Researchers have for the first time shown that they can control the behavior of monkeys by using pulses of blue light to very specific brain cells.

This is an advance for optogenetics, a state-of-the-art method for making slight connectivity between brain activity and behavior. According to the researchers, similar light-based mind control could likely also be made to work in humans for therapeutic needs and care.

“We are the first to show that optogenetics can alter the behavior of monkeys,” said Wim Vanduffel of Massachusetts General Hospital and KU Leuven Medical School. “This opens the door to use of optogenetics at a large scale in primate research and to start developing optogenetic-based therapies for humans.”

According to the researchers: “In optogenetics, neurons are made to respond to light through the insertion of light-sensitive genes derived from particular microbial organisms. Earlier studies had primarily validated this method for use in invertebrates and rodents, with only a few studies showing that optogenetics can alter activity in monkey brains on a fine scale.”

The researchers focused on neurons that control particular eye movements for their recent study. By combining optogenetics with functional magnetic resonance imaging (fMRI), they showed that they could use light to activate these neurons, generating brain activity and subtle changes in eye-movement behavior.

Optogenetic stimulation of the focal brain region produced changes in the activity of specific neural networks located at some distance from the primary site of light activation.

The findings not only pave the way for a detailed understanding of how different parts of the brain control behavior, but they may also have important clinical applications in treating Parkinson’s disease, addiction, depression, obsessive-compulsive disorder, and other neurological conditions.

“Several neurological disorders can be attributed to the malfunctioning of specific cell types in very specific brain regions,” Vanduffel says. “As already suggested by one of the leading researchers in optogenetics, Karl Deisseroth from Stanford University, it is important to identify the underlying neuronal circuits and the precise nature of the aberrations that lead to the neurological disorders and potentially to manipulate those malfunctioning circuits with high precision to restore them. The beauty of optogenetics is that, unlike any other method, one can affect the activity of very specific cell types, leaving others untouched.”

Te researched detail their findings in the journal Current Biology, a Cell Press publication.

→ LISTED ENTRIES

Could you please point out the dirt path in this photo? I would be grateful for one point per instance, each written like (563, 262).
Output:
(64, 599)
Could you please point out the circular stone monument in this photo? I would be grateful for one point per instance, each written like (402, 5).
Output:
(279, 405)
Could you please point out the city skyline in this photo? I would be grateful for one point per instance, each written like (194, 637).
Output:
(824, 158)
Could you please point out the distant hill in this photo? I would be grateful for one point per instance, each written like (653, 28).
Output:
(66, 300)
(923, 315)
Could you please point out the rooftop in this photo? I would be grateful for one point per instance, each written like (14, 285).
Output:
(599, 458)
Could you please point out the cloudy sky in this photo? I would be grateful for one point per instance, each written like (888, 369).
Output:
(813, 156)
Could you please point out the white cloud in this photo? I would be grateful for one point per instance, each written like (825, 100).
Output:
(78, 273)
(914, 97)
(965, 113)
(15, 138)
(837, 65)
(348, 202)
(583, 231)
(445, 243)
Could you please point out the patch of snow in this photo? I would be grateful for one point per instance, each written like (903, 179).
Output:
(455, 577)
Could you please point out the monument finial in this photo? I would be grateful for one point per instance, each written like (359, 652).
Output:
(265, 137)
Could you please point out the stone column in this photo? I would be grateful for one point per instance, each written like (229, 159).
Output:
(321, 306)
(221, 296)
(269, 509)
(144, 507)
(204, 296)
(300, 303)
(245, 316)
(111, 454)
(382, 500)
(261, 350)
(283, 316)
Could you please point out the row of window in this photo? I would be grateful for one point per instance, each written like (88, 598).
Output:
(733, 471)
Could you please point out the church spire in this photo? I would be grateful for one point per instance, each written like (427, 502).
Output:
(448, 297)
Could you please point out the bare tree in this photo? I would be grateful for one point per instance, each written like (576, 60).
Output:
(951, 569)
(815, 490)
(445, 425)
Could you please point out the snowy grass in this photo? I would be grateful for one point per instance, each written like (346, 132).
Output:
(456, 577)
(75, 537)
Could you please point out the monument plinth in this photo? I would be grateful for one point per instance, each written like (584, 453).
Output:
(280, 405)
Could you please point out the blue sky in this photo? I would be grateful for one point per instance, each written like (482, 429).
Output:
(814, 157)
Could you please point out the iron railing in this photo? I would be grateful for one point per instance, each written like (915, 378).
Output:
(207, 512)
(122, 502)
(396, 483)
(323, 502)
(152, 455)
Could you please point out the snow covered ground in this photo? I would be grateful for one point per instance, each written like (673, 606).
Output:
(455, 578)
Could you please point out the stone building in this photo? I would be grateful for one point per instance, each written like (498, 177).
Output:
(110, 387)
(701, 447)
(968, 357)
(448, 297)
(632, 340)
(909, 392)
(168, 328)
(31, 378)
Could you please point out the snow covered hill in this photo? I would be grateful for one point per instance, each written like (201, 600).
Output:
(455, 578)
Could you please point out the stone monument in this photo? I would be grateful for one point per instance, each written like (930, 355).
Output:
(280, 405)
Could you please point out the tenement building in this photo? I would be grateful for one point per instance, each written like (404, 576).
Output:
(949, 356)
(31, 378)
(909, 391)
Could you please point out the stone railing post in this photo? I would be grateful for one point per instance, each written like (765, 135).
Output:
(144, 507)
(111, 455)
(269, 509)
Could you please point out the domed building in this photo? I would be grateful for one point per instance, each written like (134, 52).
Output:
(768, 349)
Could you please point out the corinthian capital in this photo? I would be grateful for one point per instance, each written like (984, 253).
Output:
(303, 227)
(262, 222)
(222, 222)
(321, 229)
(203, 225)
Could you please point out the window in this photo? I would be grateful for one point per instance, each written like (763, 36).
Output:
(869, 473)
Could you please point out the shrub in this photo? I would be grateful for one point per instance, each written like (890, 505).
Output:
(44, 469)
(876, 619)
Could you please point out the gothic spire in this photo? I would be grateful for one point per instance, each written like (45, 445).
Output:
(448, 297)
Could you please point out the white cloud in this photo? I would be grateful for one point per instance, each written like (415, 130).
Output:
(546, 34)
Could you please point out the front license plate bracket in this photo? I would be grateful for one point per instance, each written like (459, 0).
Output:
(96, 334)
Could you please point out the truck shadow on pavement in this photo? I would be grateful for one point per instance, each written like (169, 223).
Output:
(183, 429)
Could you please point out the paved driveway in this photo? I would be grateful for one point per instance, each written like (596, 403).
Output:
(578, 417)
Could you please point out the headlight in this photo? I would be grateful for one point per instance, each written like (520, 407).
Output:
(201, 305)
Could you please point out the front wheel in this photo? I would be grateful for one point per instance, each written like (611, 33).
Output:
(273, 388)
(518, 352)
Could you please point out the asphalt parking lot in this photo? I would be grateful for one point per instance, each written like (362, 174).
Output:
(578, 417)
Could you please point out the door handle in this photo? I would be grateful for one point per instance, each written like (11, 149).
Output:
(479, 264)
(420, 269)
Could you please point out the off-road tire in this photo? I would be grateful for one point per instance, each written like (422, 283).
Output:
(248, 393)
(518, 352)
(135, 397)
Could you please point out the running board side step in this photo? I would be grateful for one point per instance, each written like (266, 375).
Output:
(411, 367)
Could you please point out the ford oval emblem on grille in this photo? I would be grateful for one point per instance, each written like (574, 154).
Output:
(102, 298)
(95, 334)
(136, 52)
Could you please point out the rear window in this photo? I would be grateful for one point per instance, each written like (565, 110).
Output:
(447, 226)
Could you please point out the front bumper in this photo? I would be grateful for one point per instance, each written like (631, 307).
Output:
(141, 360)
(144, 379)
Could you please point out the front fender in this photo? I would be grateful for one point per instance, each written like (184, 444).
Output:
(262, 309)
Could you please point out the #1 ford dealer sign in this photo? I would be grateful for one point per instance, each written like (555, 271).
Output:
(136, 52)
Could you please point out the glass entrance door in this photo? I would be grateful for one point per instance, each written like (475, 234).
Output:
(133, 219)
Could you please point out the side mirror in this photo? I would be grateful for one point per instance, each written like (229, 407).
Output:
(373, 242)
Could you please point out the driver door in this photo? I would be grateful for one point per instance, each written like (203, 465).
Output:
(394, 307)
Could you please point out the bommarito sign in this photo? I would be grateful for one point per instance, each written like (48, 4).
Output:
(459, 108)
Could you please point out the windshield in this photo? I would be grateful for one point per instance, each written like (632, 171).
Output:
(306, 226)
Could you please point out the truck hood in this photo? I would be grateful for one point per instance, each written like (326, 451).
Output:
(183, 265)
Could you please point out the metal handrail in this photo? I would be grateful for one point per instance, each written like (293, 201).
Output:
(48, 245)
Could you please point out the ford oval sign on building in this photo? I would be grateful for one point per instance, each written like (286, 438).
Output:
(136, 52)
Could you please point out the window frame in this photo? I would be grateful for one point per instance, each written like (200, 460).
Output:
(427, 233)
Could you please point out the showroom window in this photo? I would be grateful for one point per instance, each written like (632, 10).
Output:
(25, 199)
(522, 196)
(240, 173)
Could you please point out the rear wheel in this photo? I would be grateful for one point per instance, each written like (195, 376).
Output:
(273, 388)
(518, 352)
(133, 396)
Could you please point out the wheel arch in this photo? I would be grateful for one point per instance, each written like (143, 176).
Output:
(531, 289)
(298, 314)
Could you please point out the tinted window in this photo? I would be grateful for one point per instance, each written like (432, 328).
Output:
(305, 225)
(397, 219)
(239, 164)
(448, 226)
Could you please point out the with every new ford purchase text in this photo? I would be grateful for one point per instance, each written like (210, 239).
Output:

→ WHAT THIS TASK INVOLVES
In the text above about optogenetics in monkeys, which neurons did the researchers focus on in their recent study?

→ WRITTEN SOLUTION
Neurons that control particular eye movements.